__Consigne A__:
Dans le récit du trajet à moto, relevez toutes les pièces d'équipement portées pour rouler qui sont citées avant la phrase « Le hasard a bien choisi ma pilote. ».
__Consigne B__:
Écrivez la suite du récit du trajet à moto, en reprenant après sa dernière phrase.

__Extrait fourni__:
▽

Aller, on repart. Je suis un peu serré dans le blouson de Jasmine, mais le casque et les gants vont bien. J’ai mis mes grosses chaussures de marche, on ne plaisante pas avec la sécurité. Le hasard a bien choisi ma pilote. Je suis de plus en plus à l’aise. Jasmine rappelle à mes jambes, par quelques légères pressions de sa main gauche, qu’elles doivent enserrer les siennes. Je sens la chaleur de son corps à travers nos jeans. Elle m’a expliqué qu’on allait passer un autopont qui lui demandera un peu de concentration, avec une descente et un virage à la sortie. Tout ça se passe super bien. On se retrouve sur l’autoroute. Le trafic est plus dense qu’à l’aller. On laisse passer les deux-roues plus rapides, l’espace entre les files étant étroit, on ne cherche pas trop à se faufiler, se plaçant quand nécessaire entre deux quatre-roues. Je contrecarre de mieux en mieux les accélérations et décélérations inattendues. Je jouis du vent qui pénètre sous la visière volontairement ouverte de mon casque. Je retrouve les sensations ressenties en volant avec Hervé dans un petit avion monomoteur. C’est comme si nous glissions sur une couche d’air légèrement instable, de subtiles flottements verticaux et horizontaux. J’entends de plus en plus les véhicules qui nous entourent, les passages sous les ponts. Je commence à ressentir un peu d’ivresse. Côté odeurs, j’en parle pas, c’est surtout gaz d’échappement. Je sans sous mes jambes la chaleur de la mécanique.

Mais déjà nous sommes Porte de Bagnolet, et après quelques manoeuvres habiles au milieu de la circulation croissante, nous voilà rue Orfila. Cette fois on se gare en bas du studio, face au Zika où nous nous retrouverons pour nous raconter comment, l’un et l’autre, on a vécu ce moment.

△

__Données brutes__:
▽

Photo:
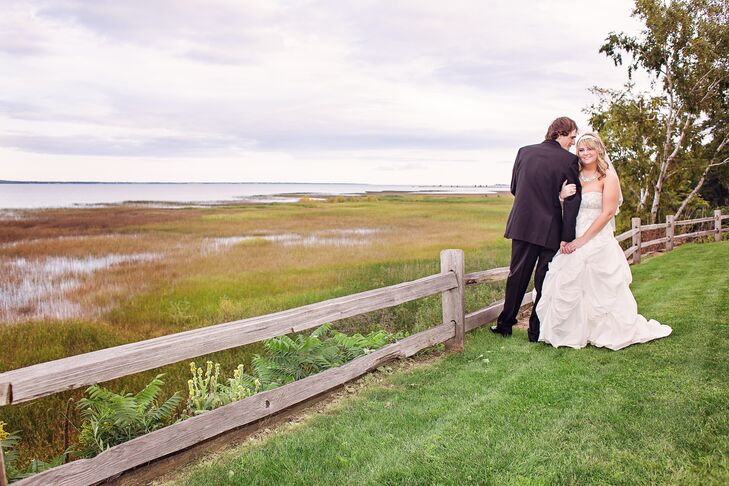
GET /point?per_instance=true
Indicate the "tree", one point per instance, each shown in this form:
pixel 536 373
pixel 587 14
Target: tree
pixel 670 140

△

__Votre réponse A__:
- le blouson de Jasmine
- le casque
- les gants
- les grosses chaussures de marche

__Votre réponse B__:
Moi j’avais déjà fait un peu de moto, surtout avec Claude, un copain un peu fou, à l’île d’Yeu, dans les dunes, avec une routière, sans équipement, bref un peu n’importe quoi, et il y a longtemps. Cette fois, c’était tout le contraire. Jasmine militant pour une pratique de la moto respectueuse, elle a agit pédagogiquement. J’étais un peu crispé au départ, attentif à respecter toutes ses mises en garde. Mais au fur et à mesure, je n’en ai que mieux apprécié ce qui m’était offert, intégrant petit à petit les attitudes justes, et profitant ainsi mieux des joies de la moto, goûtant avec plus de sérénité les émotions et les sensations qui me pénétraient. Je fis part à Jasmine de l’aspect sensuel qui, d’un certain côté, me semble lié à cette posture corporelle, à ce corps à corps avec la moto d’une part, et avec le pilote d’autre part. Elle me confia de son côté que, un peu anxieuse au début, d’une part parce que je ne vois pas, mais aussi parce que je suis plus lourd et grand qu’elle, elle avait trouvé que je me comportais très bien en tant que passager, mieux que beaucoup d’autres.

Elle m’a quitté sur un

joyeux anniversaire !

souriant et amusant, de par son anachronisme.

Très beau cadeau, Jasmine, merci tout plein. A quand le prochain tour ? Et vive la Moto Zen !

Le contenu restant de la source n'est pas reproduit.